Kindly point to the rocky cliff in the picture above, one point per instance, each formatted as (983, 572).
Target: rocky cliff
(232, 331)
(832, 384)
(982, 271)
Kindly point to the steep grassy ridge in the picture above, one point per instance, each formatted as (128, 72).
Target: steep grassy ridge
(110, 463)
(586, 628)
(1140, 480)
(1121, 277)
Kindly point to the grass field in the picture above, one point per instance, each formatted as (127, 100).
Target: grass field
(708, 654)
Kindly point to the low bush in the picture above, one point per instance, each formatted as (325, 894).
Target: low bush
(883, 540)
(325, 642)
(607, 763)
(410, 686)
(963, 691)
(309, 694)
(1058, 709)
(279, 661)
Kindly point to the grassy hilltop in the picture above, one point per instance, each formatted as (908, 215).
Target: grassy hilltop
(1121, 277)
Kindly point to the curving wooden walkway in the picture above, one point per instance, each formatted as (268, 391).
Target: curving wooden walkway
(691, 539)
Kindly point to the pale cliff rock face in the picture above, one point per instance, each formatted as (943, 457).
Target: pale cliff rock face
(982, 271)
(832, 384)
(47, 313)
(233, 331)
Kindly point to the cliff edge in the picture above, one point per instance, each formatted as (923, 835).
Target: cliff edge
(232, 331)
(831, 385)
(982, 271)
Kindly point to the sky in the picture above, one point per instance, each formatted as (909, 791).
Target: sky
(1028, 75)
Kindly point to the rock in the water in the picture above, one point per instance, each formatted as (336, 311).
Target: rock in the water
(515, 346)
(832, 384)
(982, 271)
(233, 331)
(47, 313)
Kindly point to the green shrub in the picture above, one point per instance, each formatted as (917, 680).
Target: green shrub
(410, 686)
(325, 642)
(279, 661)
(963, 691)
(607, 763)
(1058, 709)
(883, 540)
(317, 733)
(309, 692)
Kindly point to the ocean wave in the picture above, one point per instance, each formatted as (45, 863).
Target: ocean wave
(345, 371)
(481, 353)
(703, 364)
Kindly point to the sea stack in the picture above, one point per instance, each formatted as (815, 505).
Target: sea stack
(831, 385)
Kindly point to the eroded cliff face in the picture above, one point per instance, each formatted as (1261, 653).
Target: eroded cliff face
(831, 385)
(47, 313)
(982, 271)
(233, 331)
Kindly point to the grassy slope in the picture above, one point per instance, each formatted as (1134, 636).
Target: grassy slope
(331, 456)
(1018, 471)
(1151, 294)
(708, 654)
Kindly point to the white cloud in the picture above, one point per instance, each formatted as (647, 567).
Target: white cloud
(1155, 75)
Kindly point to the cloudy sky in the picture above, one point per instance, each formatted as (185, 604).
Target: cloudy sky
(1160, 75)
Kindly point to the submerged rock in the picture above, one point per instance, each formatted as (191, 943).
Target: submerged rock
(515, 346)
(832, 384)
_____
WORK REQUIRED:
Update the data above by replacing every "Kindly" with "Please", leaving all other text unchanged.

FINAL ANSWER:
Please point to the rocky cliff in the picture above, one point per instance, each formatted as (983, 572).
Target: rocky cliff
(232, 331)
(832, 384)
(982, 271)
Please point to the steep grassy ridge in the picture above, one point per instance, each formatted as (128, 72).
Target: steep grassy ridge
(110, 463)
(586, 628)
(1140, 480)
(1121, 277)
Please point to the grass field in the picture above, one point per instance, each formatted as (127, 100).
Target: grass field
(708, 654)
Please point to the low bush in the picture above, one point per instance, each formatted as (325, 894).
Target: low bush
(883, 540)
(325, 642)
(607, 763)
(410, 686)
(963, 691)
(309, 694)
(1058, 709)
(279, 661)
Please point to the grassy hilltop in the picture above, one point per instance, each formatted as (908, 215).
Target: grassy hilltop
(1121, 277)
Please point to the curving wooden walkway in the picture above, one point per instance, each formatted as (268, 391).
Target: curving wooden walkway
(691, 539)
Please point to the pale cliff rock face in the picture above, one point per instance, each formatted as (943, 457).
Target: pale cliff rock face
(982, 271)
(832, 384)
(47, 313)
(233, 331)
Please point to the cliff edge in the picture above, one point per instance, each formatted as (923, 835).
Target: cliff edge
(232, 331)
(831, 385)
(982, 271)
Please point to the sky in the picture above, one point per instance, each formatted as (909, 791).
Target: sky
(1028, 75)
Please point to the rock in the water in the picture above, one point per instance, each formatted as (336, 311).
Target: rock in the water
(515, 346)
(832, 384)
(982, 271)
(233, 331)
(47, 313)
Please point to the green shrub in the picture above, one point per instance, each formatted as (917, 680).
Target: green shrub
(410, 686)
(325, 642)
(279, 661)
(963, 691)
(607, 763)
(1058, 709)
(883, 540)
(317, 733)
(309, 692)
Please point to the ocean wave in the picture above, one point per instance, each formatted as (45, 863).
Target: ocean wave
(345, 371)
(481, 353)
(703, 364)
Please point to the sea stack in the picture above, one point per instance, each formatted as (815, 505).
Target: sea stack
(831, 385)
Please point to the eroded cliff face in the picture above, one point per instance, each formatted as (1261, 653).
Target: eroded cliff face
(831, 385)
(47, 313)
(982, 271)
(233, 331)
Please point to the grassy slope in the picture above, one point per instance, each formatted as (1134, 636).
Target: grassy slope
(331, 456)
(1018, 471)
(1151, 294)
(708, 654)
Please point to the white cloud in the picture above, one point per instance, each formatted as (647, 567).
Target: white cloud
(1155, 75)
Please point to the cloudy sky in the picture above, one point per instance, each formatted as (185, 604).
Target: cloudy sky
(1160, 75)
Please point to the submerged rock in the picture above, one point per instance, each formatted as (191, 943).
Target: submerged rock
(515, 346)
(832, 384)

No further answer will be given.